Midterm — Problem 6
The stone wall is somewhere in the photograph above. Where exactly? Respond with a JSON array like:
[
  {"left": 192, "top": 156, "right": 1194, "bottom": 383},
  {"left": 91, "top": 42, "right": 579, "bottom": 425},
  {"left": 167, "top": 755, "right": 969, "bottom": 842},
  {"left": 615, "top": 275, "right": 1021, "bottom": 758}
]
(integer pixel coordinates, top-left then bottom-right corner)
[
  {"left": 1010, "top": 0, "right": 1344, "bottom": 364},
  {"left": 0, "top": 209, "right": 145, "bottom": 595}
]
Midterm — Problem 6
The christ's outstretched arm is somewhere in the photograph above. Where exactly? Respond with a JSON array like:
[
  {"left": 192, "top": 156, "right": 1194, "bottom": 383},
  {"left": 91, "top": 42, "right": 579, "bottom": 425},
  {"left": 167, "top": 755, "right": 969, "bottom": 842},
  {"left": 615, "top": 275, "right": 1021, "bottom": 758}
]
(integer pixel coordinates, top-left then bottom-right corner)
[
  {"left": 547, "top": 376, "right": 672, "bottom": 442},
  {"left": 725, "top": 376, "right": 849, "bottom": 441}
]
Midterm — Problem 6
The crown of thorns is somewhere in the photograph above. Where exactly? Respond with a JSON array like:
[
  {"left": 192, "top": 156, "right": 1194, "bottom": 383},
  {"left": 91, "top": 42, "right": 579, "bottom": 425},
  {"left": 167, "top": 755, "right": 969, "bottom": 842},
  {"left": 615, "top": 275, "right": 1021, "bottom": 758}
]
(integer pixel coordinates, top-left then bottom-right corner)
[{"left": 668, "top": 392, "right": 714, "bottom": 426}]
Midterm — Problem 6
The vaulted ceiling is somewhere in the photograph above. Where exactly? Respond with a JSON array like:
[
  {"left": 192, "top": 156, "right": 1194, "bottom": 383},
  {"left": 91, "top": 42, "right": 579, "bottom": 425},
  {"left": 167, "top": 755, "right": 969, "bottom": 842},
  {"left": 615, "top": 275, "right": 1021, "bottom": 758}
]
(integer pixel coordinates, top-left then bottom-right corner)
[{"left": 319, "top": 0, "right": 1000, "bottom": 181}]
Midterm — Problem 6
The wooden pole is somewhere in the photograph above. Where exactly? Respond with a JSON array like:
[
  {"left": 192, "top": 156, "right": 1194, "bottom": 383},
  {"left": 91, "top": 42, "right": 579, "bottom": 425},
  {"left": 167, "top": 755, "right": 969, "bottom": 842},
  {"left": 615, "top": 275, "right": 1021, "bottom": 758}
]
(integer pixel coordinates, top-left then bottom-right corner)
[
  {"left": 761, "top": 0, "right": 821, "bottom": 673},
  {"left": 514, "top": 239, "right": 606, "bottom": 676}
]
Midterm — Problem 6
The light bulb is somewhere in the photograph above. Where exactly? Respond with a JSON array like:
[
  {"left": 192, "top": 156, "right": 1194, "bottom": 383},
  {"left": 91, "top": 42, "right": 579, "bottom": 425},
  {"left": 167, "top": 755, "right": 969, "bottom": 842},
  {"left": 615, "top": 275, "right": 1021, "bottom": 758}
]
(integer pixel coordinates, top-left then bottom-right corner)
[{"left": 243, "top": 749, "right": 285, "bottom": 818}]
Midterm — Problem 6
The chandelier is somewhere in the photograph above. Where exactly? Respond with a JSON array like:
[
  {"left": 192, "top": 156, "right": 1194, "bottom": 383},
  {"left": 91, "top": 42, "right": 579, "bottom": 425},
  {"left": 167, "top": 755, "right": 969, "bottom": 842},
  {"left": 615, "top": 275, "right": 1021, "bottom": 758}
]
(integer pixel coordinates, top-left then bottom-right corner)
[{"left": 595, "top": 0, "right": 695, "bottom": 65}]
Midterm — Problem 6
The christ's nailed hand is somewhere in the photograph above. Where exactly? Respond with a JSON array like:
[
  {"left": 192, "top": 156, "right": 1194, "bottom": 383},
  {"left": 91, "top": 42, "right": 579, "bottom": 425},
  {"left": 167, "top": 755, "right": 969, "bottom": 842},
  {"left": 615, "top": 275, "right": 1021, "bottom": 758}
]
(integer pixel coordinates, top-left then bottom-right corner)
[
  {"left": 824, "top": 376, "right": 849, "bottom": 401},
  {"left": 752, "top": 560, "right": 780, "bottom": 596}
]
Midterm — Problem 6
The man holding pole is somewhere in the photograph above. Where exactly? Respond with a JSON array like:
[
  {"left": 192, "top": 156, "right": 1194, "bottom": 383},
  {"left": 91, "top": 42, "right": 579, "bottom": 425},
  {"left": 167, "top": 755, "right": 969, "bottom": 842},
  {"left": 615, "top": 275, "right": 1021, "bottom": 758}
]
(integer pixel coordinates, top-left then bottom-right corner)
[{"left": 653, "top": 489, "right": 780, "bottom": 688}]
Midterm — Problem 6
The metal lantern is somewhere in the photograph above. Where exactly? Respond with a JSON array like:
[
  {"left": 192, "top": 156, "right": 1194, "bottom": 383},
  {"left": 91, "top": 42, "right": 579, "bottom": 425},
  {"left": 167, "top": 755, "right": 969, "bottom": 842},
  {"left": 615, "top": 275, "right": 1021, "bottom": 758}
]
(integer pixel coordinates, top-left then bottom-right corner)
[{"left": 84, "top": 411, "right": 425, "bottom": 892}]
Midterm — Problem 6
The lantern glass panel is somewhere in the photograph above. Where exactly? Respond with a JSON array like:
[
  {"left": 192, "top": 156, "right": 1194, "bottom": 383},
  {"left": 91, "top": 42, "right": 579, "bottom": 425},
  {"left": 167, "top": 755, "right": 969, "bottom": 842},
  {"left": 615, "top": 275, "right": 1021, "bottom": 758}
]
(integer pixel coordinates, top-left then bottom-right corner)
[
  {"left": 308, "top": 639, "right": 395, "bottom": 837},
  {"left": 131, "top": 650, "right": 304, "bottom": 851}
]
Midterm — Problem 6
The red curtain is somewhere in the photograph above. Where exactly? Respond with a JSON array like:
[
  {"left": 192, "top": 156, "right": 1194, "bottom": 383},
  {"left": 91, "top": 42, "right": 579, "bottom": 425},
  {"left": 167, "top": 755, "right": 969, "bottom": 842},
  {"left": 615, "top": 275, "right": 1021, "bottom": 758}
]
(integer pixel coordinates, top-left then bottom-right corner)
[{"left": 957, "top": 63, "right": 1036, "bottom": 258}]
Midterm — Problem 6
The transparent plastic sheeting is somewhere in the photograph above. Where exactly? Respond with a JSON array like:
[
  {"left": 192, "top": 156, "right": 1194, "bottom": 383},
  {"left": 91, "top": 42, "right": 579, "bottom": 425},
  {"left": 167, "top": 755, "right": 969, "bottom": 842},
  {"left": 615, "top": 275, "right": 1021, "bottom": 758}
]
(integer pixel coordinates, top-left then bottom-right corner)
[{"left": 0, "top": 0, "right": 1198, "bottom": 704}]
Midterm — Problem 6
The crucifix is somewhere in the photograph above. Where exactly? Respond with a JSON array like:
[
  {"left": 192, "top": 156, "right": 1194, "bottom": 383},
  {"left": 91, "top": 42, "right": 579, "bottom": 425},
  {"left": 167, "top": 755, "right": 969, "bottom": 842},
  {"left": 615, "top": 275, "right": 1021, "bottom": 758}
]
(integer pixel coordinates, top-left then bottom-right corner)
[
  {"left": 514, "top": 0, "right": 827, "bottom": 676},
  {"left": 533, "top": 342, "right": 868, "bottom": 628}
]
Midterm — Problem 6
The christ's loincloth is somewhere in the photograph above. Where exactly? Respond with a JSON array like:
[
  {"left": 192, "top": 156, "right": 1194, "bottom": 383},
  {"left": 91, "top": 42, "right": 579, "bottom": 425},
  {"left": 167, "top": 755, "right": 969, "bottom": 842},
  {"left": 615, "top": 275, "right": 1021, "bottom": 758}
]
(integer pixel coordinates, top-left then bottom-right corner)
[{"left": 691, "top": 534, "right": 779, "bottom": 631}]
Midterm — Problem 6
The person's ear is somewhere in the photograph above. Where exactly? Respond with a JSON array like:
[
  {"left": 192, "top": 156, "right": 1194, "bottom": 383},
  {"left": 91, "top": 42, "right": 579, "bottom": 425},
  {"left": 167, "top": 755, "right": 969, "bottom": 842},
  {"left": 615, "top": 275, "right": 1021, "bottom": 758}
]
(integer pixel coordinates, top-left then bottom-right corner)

Stated exercise: Which lines in the rows above contain the string "pole"? Pull out each of them and copy it in full.

Exercise result:
The wooden pole is somewhere in the photograph above. Where exactly? Respond with a JSON array like:
The man holding pole is somewhere in the photograph above. Where exactly? Respond with a JSON array like:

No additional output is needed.